- **Задания**:
**A.** Перечислите все слова, которые во фрагменте о русской философии заключены в кавычки.
**B.** К чему, согласно фрагменту о русской философии, редко применялось самоназвание «философия»?
**C.** Продолжите фрагмент о русской философии, начав сразу после его последнего предложения.

- **Раздел документа**:
=======
Крупнин Г.Н.
Обращение к русской философии затруднено рядом обстоятельств. Прежде всего, бросается в глаза нечеткость самого объекта исследования: он явно нетождественен современным распространенным представлениям о предмете философии, ее методе и месте в духовной жизни человека. Хорошо известны попытки устраниться от анализа действительного положения дел ссылками на культурно-историческую неразвитость и затянувшуюся национальную “детскость”.
Однако русская культура достаточно рано, в значительном объеме и довольно глубоко познакомилась с “профессиональной” философией. В круге чтения отечественных мыслителей находился существенный массив метафизической литературы. Но самоназвание “философия” для собственной духовной деятельности применялось редко. Более того, до достаточно позднего времени термин чаще использовался в негативном смысле, однако это вряд ли можно списать насчет незнания или содержательной недопонятости.
=======
Сохранённые записи:

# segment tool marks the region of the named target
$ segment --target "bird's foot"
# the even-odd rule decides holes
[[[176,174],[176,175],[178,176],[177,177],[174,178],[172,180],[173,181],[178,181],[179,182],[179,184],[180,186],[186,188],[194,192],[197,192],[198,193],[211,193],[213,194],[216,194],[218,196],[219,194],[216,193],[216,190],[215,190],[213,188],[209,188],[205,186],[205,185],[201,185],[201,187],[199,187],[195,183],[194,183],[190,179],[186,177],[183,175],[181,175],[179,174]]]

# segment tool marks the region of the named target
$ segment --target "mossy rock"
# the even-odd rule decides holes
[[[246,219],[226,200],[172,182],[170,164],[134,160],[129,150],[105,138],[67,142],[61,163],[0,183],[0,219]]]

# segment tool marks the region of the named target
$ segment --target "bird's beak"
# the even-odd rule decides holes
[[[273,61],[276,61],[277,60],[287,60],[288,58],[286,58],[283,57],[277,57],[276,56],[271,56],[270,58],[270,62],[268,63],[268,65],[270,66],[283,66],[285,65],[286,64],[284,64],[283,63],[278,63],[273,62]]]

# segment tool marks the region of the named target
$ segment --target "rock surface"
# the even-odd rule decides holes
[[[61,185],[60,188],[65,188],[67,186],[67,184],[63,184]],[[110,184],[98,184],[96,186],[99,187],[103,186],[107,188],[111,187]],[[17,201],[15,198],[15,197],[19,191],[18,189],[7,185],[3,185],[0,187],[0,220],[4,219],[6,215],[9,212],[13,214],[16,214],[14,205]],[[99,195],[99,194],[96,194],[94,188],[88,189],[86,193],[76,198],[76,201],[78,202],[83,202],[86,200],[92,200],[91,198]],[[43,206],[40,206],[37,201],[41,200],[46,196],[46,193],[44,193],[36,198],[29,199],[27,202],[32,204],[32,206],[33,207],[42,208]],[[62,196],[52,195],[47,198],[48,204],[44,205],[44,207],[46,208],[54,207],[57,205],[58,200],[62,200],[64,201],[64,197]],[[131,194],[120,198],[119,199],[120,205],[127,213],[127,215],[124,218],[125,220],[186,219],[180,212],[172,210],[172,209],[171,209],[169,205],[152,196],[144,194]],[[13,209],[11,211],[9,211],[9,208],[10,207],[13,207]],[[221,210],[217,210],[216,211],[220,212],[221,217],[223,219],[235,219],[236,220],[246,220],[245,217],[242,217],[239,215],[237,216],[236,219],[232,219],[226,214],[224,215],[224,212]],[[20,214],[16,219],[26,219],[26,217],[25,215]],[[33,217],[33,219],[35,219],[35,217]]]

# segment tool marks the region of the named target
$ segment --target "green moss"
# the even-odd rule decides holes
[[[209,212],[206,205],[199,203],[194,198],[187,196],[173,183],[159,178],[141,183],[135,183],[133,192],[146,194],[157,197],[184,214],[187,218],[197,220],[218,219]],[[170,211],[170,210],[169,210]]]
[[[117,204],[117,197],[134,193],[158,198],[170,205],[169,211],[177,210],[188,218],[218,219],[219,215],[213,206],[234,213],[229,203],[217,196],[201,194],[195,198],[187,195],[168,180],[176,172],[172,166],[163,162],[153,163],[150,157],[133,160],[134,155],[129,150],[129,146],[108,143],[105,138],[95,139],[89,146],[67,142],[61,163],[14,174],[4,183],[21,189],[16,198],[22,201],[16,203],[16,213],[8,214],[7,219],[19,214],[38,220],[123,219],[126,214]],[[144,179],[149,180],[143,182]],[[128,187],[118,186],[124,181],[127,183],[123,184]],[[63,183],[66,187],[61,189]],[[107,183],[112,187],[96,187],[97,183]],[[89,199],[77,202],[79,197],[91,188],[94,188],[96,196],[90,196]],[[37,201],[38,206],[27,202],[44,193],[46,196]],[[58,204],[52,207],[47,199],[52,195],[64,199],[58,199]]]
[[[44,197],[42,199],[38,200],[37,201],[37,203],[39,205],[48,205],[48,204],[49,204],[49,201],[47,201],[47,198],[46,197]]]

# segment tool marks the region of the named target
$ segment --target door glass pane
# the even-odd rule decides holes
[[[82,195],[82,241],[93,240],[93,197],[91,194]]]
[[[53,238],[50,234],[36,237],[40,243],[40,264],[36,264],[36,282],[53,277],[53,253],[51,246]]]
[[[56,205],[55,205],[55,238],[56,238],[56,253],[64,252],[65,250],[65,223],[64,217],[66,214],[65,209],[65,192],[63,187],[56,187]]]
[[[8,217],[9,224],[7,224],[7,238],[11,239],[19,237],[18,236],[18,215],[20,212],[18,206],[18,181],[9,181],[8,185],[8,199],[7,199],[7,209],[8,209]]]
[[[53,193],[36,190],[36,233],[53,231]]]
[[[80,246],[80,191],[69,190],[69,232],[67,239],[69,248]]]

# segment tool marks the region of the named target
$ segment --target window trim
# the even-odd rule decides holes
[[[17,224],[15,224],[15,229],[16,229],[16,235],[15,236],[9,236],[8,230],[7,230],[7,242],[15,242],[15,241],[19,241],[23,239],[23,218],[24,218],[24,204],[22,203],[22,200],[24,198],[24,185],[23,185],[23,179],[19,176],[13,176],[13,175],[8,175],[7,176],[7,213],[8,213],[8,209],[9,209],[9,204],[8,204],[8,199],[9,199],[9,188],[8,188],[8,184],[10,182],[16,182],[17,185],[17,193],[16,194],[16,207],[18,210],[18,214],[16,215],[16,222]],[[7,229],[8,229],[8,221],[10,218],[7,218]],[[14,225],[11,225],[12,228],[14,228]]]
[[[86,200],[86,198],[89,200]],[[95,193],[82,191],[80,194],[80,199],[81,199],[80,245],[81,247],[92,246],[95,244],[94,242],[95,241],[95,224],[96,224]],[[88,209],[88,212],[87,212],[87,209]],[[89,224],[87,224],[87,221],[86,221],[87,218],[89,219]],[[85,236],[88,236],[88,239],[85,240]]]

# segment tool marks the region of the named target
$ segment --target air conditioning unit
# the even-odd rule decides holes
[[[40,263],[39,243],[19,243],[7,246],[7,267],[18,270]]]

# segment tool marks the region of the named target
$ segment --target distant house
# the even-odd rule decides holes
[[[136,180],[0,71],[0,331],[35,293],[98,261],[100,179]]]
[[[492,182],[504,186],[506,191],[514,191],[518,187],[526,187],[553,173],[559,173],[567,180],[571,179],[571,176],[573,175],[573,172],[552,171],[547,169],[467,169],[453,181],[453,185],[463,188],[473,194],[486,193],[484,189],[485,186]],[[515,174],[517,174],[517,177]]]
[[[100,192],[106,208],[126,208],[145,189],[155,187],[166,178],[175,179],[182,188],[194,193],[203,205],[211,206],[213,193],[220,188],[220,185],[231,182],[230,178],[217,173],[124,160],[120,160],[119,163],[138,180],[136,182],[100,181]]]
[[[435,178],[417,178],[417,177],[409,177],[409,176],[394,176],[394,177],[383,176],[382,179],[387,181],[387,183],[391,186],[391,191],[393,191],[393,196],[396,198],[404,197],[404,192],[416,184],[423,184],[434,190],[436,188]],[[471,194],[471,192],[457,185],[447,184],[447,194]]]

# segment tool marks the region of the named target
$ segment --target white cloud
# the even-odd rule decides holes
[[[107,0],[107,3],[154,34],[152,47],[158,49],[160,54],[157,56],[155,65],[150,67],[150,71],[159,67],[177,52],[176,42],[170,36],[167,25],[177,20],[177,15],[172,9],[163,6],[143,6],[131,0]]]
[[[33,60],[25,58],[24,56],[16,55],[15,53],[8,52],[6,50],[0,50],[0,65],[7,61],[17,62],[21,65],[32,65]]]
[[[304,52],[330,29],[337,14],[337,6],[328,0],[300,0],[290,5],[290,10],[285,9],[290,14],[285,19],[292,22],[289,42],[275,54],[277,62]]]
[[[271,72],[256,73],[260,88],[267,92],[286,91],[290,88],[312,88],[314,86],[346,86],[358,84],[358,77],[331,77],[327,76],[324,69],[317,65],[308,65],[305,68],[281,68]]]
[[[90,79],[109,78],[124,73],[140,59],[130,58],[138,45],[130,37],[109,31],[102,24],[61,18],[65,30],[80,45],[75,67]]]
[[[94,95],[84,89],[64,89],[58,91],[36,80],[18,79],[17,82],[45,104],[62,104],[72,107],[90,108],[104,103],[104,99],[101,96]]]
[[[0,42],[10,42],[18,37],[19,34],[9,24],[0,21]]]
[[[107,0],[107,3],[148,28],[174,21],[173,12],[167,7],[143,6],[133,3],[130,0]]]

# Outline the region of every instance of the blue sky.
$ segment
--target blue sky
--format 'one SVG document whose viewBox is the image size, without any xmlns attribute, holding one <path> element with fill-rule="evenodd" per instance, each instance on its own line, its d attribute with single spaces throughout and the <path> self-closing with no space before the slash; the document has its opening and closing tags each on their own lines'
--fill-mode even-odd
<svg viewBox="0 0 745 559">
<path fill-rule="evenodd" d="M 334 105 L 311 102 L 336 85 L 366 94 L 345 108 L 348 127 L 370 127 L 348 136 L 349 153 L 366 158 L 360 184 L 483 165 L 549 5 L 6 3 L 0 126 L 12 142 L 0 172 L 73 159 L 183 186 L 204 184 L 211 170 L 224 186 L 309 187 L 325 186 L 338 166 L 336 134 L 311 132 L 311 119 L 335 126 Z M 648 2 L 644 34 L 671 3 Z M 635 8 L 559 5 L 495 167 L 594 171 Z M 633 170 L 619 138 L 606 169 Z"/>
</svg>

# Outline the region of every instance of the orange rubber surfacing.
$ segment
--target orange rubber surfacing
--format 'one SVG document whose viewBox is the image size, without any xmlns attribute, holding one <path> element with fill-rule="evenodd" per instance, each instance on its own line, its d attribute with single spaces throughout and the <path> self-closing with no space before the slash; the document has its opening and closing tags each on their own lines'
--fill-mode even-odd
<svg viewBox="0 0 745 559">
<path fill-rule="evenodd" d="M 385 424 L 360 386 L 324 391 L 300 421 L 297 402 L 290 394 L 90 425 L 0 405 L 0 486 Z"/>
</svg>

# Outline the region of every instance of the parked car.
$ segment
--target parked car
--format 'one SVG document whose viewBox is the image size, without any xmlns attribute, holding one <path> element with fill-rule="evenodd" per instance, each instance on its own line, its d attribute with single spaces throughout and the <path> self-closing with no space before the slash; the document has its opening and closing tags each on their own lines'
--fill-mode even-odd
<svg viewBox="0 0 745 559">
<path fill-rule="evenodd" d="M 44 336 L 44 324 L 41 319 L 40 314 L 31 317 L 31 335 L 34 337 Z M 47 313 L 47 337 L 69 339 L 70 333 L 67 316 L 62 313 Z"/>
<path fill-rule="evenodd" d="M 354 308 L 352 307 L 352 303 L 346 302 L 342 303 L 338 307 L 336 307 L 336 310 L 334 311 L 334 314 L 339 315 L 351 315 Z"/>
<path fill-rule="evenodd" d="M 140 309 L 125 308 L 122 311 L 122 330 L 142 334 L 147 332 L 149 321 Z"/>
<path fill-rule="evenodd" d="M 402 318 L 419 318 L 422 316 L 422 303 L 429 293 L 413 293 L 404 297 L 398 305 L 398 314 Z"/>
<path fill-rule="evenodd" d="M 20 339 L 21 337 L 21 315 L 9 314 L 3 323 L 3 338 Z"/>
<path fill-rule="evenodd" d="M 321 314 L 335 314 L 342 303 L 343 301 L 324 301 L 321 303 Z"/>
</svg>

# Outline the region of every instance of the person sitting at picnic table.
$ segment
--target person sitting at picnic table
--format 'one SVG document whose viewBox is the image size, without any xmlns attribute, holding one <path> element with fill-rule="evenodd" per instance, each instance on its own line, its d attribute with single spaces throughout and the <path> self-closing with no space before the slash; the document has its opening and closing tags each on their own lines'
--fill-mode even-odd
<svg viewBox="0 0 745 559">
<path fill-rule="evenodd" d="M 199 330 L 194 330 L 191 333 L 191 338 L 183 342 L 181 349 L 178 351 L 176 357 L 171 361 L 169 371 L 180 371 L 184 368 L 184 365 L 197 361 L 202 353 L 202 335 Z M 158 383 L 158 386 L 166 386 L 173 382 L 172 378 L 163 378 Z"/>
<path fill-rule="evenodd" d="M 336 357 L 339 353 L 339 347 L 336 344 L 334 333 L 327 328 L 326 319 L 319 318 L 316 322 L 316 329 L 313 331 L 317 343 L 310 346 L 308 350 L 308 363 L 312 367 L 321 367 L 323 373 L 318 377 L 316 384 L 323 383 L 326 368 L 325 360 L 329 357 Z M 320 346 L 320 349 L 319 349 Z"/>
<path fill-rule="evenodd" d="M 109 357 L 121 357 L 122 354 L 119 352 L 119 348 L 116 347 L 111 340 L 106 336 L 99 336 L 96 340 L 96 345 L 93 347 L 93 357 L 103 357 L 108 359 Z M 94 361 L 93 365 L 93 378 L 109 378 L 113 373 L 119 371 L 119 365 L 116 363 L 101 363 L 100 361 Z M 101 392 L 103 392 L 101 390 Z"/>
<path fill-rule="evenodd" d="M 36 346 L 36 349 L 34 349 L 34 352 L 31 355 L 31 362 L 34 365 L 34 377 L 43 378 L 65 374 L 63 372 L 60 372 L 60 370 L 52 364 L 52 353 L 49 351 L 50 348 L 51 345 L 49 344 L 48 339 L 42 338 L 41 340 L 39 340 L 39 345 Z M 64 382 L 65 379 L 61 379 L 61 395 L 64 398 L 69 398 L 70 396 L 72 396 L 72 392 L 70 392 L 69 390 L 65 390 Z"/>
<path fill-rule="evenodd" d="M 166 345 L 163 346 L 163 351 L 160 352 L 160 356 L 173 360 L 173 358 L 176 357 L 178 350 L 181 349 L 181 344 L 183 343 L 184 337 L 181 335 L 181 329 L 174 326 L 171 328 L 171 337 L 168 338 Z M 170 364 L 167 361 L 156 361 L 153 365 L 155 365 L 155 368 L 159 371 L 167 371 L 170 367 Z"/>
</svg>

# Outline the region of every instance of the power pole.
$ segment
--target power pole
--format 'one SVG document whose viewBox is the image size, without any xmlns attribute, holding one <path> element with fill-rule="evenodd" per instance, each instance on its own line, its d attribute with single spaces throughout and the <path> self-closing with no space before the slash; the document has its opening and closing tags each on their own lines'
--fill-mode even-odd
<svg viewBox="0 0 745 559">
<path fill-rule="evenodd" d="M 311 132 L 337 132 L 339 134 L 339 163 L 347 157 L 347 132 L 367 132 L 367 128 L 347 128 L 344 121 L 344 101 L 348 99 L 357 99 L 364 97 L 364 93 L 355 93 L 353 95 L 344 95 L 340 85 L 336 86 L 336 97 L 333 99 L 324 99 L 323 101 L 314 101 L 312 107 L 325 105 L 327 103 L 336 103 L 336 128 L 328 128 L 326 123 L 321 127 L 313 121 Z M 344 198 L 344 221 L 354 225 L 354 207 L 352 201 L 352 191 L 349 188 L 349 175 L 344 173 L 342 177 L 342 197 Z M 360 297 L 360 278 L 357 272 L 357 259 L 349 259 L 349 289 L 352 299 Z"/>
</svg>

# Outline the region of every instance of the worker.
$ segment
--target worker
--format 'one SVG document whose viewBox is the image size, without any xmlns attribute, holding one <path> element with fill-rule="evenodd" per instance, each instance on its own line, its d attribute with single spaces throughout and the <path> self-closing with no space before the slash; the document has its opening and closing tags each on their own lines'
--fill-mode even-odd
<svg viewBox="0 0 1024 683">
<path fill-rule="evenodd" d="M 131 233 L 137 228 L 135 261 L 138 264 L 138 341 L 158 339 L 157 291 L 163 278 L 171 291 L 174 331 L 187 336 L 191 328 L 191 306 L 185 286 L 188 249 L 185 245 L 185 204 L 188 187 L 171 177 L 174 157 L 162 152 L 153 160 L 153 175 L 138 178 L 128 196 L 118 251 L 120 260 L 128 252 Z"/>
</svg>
=======
- **Итоговые ответы**:
**A.** детскость, профессиональной, философия

**B.** К собственной духовной деятельности.

**C.**
Многочисленные исторические исследования, выносящие в заголовок столь настораживавшее предков слово “философия”, чаще всего предлагают хронологически отранжированные высказывания отдельных людей по поводу отдельных проблем, достаточно произвольно провозглашаемых “философскими”. Между тем, любомудрие является устойчивой компонентой национальной духовности и характеризуется сквозными темами глубокого метафизического осмысления бытия, преемственностью мотивов и стиля философствования. Другое дело, что сам стиль духовности вообще и философствования в частности не совпадает с более привычной и поясненной западноевропейской проблематикой, на исследование которой преимущественно ориентируется историко философский анализ, сам методологически оформившийся в иных условиях и на иных аксиоматических установках. Между тем, еще Гегель утверждал, что каждый предмет требует соответствующего себе метода рассмотрения, который отражается логику и историю предмета. Что же представляет собой русское философствование и какие особенности его стиля необходимо учитывать при изучении истории национальной философии?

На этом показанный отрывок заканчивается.